- Material erkunden -
**A.** Wonach wird laut dem Textabschnitt in den meisten Biografieunterlagen oft nicht gefragt?
**B.** Übersetze den Satz „Das Gegenüber kann dann natürlich ganz anders reagieren, wenn es diese wichtige Information bereits besitzt.“ aus dem Textabschnitt ins Englische.
**C.** Aktualisiere im Textabschnitt die Passage von „Doch in den“ bis einschließlich „an den Tag?“, wobei „Frau Mustermann“ durch „Herr Mustermann“ ersetzt wird.

- Textabschnitt -
#####

Bedeutung von Biografieunterlagen

Doch in den meisten Biografieunterlagen wird oft nicht nachgefragt nach verarbeiteten oder nicht verarbeiteten Erlebnissen.

  • Wie hat Frau Mustermann die besagten Erlebnisse und Konflikte verarbeitet?
  • Welches Verhaltensmuster legte der Mensch bei Konflikten an den Tag?

Wer auf solche Fragen die passenden Antworten findet, kann betroffenen Menschen in ihrem oft herausfordernden Verhalten viel besser verstehen. Ein Beispiel? Wenn sich jemand Zeit seines Lebens bei Konflikten lautstark verbal geäußert hat, ist die Wahrscheinlichkeit groß, dass dieser Jemand auch im Alter recht laut „drauflosschreit”, wenn ihm gerade etwas nicht passt.

Welche (traumatischen) Erlebnisse liegen hinter einem langen Leben? Angehörigen und Pflegenden hilft solches Wissen enorm weiter, „richtig” zu „re”-„agieren”. Quelle: wikimedia.org

Das Gegenüber kann dann natürlich ganz anders reagieren, wenn es diese wichtige Information bereits besitzt.

Das Signal des Empfängers lautet dann nämlich nicht „Was soll ich bloß tun?”, „Warum ist der so aggressiv”, sondern eher „irgendetwas stört diesen Menschen, und ich muss herausfinden, was es ist.” Das hilft nicht nur dem Patienten, der sich womöglich schneller beruhigen kann, sondern logischerweise auch der Pflegekraft, die innerlich mehr Ruhe verspüren kann.

Oder ein anderes Beispiel: Kleine Konflikte, die sich um simpelste Sachen wie Kleidung oder Essen drehen, haben dennoch oft eine große Wirkung auf den Menschen. Was ist wenn ein Demenzkranker sich jedes Mal zurückzieht, sollte es zu einer „Diskussion” oder einer „Meinungsverschiedenheit” kommen? Liegt es dann nicht auf der Hand, dass sich derjenige bei Auseinandersetzungen sein Leben lang so verhalten und oft „die Flucht ergriffen hat”. Wer solche Feinheiten einer Biografie kennt, kann anders damit umgehen, frei nach dem Motto: Der Klügere gibt nach.

#####

- Verfügbare Daten -

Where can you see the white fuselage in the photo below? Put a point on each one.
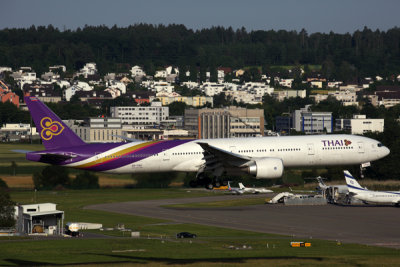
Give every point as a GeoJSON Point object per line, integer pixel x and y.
{"type": "Point", "coordinates": [378, 197]}
{"type": "Point", "coordinates": [295, 151]}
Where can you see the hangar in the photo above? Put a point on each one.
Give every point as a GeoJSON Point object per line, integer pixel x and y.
{"type": "Point", "coordinates": [41, 218]}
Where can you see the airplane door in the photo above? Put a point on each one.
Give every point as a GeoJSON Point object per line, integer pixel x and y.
{"type": "Point", "coordinates": [310, 149]}
{"type": "Point", "coordinates": [166, 156]}
{"type": "Point", "coordinates": [360, 147]}
{"type": "Point", "coordinates": [311, 153]}
{"type": "Point", "coordinates": [97, 155]}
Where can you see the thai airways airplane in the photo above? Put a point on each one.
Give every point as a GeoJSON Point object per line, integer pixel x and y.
{"type": "Point", "coordinates": [368, 196]}
{"type": "Point", "coordinates": [263, 157]}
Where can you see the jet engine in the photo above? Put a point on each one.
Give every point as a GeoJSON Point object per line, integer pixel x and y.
{"type": "Point", "coordinates": [266, 168]}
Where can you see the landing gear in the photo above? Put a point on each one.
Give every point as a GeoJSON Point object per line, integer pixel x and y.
{"type": "Point", "coordinates": [193, 183]}
{"type": "Point", "coordinates": [208, 183]}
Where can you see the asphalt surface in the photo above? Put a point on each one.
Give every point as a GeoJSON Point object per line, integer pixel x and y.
{"type": "Point", "coordinates": [377, 226]}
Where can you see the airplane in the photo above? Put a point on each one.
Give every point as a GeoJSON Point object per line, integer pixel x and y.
{"type": "Point", "coordinates": [368, 196]}
{"type": "Point", "coordinates": [262, 157]}
{"type": "Point", "coordinates": [254, 190]}
{"type": "Point", "coordinates": [235, 190]}
{"type": "Point", "coordinates": [340, 189]}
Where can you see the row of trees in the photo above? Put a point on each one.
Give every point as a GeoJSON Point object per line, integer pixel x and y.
{"type": "Point", "coordinates": [342, 56]}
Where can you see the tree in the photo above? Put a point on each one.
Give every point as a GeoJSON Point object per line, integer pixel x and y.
{"type": "Point", "coordinates": [177, 108]}
{"type": "Point", "coordinates": [6, 209]}
{"type": "Point", "coordinates": [13, 168]}
{"type": "Point", "coordinates": [85, 180]}
{"type": "Point", "coordinates": [51, 176]}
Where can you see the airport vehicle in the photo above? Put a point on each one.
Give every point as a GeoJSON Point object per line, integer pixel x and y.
{"type": "Point", "coordinates": [368, 196]}
{"type": "Point", "coordinates": [262, 157]}
{"type": "Point", "coordinates": [341, 189]}
{"type": "Point", "coordinates": [185, 235]}
{"type": "Point", "coordinates": [72, 228]}
{"type": "Point", "coordinates": [254, 190]}
{"type": "Point", "coordinates": [279, 198]}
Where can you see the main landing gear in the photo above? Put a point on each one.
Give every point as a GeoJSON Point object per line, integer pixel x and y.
{"type": "Point", "coordinates": [208, 183]}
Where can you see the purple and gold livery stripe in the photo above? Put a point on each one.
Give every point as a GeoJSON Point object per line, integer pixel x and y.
{"type": "Point", "coordinates": [131, 155]}
{"type": "Point", "coordinates": [117, 155]}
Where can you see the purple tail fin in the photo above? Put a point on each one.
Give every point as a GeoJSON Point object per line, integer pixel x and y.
{"type": "Point", "coordinates": [52, 130]}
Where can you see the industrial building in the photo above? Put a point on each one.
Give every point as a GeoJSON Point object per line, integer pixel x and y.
{"type": "Point", "coordinates": [224, 122]}
{"type": "Point", "coordinates": [311, 122]}
{"type": "Point", "coordinates": [97, 130]}
{"type": "Point", "coordinates": [359, 124]}
{"type": "Point", "coordinates": [140, 115]}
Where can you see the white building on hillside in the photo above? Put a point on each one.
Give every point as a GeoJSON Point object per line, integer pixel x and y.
{"type": "Point", "coordinates": [212, 89]}
{"type": "Point", "coordinates": [151, 115]}
{"type": "Point", "coordinates": [137, 71]}
{"type": "Point", "coordinates": [88, 69]}
{"type": "Point", "coordinates": [309, 122]}
{"type": "Point", "coordinates": [359, 124]}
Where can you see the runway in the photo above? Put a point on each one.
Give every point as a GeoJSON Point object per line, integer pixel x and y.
{"type": "Point", "coordinates": [364, 225]}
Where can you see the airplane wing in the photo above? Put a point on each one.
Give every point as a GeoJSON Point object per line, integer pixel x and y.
{"type": "Point", "coordinates": [219, 161]}
{"type": "Point", "coordinates": [223, 155]}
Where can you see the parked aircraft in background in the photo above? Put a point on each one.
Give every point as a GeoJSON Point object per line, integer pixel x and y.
{"type": "Point", "coordinates": [254, 190]}
{"type": "Point", "coordinates": [235, 190]}
{"type": "Point", "coordinates": [262, 157]}
{"type": "Point", "coordinates": [341, 189]}
{"type": "Point", "coordinates": [368, 196]}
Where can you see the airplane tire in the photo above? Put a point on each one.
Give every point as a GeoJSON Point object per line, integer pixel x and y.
{"type": "Point", "coordinates": [193, 183]}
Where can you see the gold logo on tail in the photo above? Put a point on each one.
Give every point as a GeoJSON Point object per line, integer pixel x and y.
{"type": "Point", "coordinates": [50, 128]}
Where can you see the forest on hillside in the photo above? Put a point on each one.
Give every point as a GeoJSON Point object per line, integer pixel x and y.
{"type": "Point", "coordinates": [342, 56]}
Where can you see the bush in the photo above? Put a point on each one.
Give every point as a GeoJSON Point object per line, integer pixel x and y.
{"type": "Point", "coordinates": [51, 177]}
{"type": "Point", "coordinates": [3, 185]}
{"type": "Point", "coordinates": [6, 210]}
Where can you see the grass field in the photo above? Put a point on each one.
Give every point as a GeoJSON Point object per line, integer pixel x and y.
{"type": "Point", "coordinates": [219, 204]}
{"type": "Point", "coordinates": [158, 245]}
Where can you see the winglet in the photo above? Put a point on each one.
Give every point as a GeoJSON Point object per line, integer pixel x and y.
{"type": "Point", "coordinates": [53, 131]}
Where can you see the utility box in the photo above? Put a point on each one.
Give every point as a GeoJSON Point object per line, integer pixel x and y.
{"type": "Point", "coordinates": [135, 234]}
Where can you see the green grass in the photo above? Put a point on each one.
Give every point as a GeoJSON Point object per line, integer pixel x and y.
{"type": "Point", "coordinates": [158, 245]}
{"type": "Point", "coordinates": [219, 204]}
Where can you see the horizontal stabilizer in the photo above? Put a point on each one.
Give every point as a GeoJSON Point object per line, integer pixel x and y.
{"type": "Point", "coordinates": [45, 157]}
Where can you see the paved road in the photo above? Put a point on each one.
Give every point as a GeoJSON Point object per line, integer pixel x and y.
{"type": "Point", "coordinates": [365, 225]}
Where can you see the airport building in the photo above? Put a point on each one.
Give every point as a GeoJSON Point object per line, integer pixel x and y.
{"type": "Point", "coordinates": [311, 122]}
{"type": "Point", "coordinates": [359, 124]}
{"type": "Point", "coordinates": [224, 123]}
{"type": "Point", "coordinates": [97, 130]}
{"type": "Point", "coordinates": [41, 218]}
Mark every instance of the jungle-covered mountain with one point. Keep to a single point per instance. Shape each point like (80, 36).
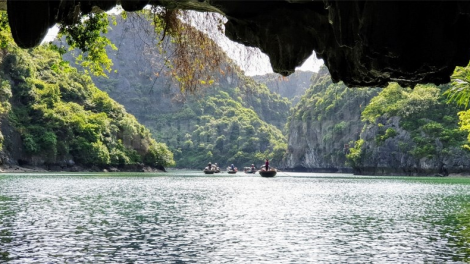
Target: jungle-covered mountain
(53, 116)
(229, 119)
(391, 131)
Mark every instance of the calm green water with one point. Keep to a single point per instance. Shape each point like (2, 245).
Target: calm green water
(187, 217)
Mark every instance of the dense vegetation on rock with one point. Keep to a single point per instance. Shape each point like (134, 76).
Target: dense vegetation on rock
(397, 131)
(410, 132)
(229, 119)
(325, 120)
(63, 119)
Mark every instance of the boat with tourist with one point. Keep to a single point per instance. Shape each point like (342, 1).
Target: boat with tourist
(268, 173)
(211, 169)
(232, 169)
(250, 170)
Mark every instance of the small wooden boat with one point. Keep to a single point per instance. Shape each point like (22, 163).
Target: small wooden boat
(269, 173)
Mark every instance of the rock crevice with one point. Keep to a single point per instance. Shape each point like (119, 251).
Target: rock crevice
(363, 43)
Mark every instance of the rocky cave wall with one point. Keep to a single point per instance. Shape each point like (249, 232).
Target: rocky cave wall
(363, 43)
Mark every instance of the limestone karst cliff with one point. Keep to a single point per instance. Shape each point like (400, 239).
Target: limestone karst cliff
(363, 43)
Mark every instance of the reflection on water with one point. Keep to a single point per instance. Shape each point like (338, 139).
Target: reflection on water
(186, 217)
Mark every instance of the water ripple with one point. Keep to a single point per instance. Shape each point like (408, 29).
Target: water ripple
(184, 219)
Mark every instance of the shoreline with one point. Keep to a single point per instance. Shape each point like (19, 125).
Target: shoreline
(39, 169)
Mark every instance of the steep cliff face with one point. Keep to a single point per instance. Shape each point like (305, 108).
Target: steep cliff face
(292, 86)
(230, 119)
(321, 126)
(417, 134)
(53, 116)
(363, 43)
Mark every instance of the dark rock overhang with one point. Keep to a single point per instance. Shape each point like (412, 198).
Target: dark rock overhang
(363, 43)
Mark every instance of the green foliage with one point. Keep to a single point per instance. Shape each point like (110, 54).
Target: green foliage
(389, 133)
(423, 113)
(61, 115)
(459, 92)
(87, 36)
(356, 154)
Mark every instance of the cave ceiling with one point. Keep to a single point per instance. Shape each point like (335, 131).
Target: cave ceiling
(363, 43)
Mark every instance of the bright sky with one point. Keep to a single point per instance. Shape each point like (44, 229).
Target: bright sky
(251, 60)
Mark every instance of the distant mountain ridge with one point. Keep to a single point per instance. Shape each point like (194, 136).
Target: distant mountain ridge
(233, 120)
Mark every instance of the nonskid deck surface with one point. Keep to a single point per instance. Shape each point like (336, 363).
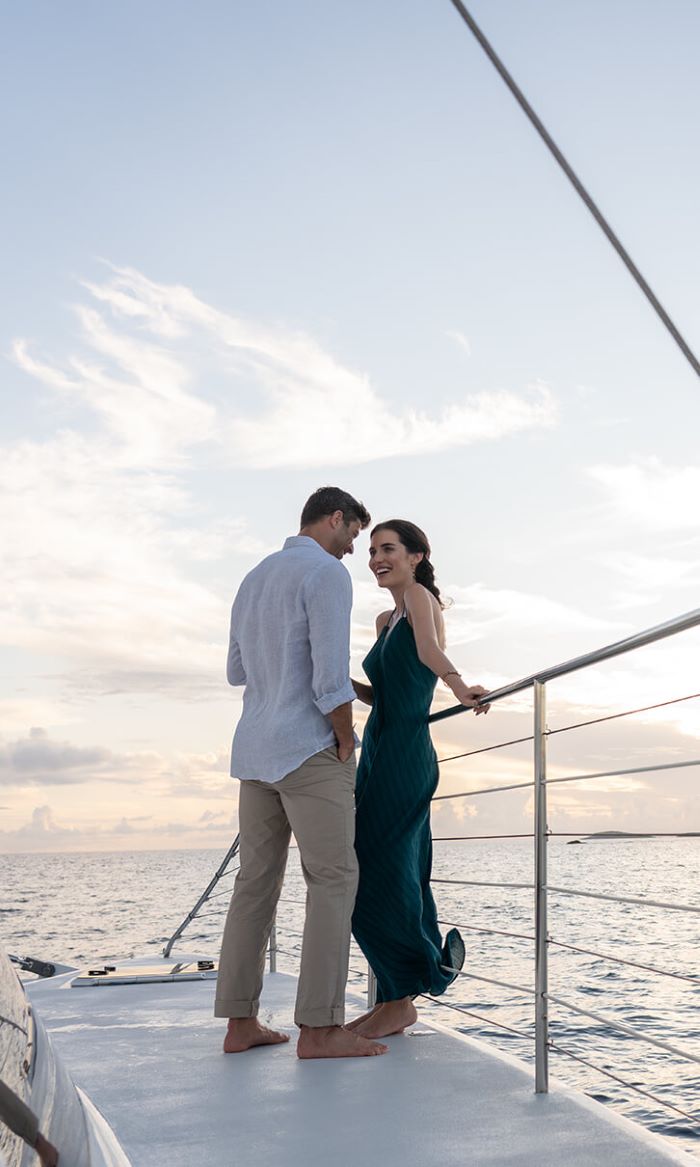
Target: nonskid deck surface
(149, 1056)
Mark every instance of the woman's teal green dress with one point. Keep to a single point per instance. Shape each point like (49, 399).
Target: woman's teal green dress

#####

- Ergebnisse je Aufgabe -
**A.** Nach verarbeiteten oder nicht verarbeiteten Erlebnissen.

**B.** The other person can then, of course, react quite differently if they already have this important information.

**C.**
Doch in den meisten Biografieunterlagen wird oft nicht nachgefragt nach verarbeiteten oder nicht verarbeiteten Erlebnissen.

  • Wie hat Herr Mustermann die besagten Erlebnisse und Konflikte verarbeitet?
  • Welches Verhaltensmuster legte der Mensch bei Konflikten an den Tag?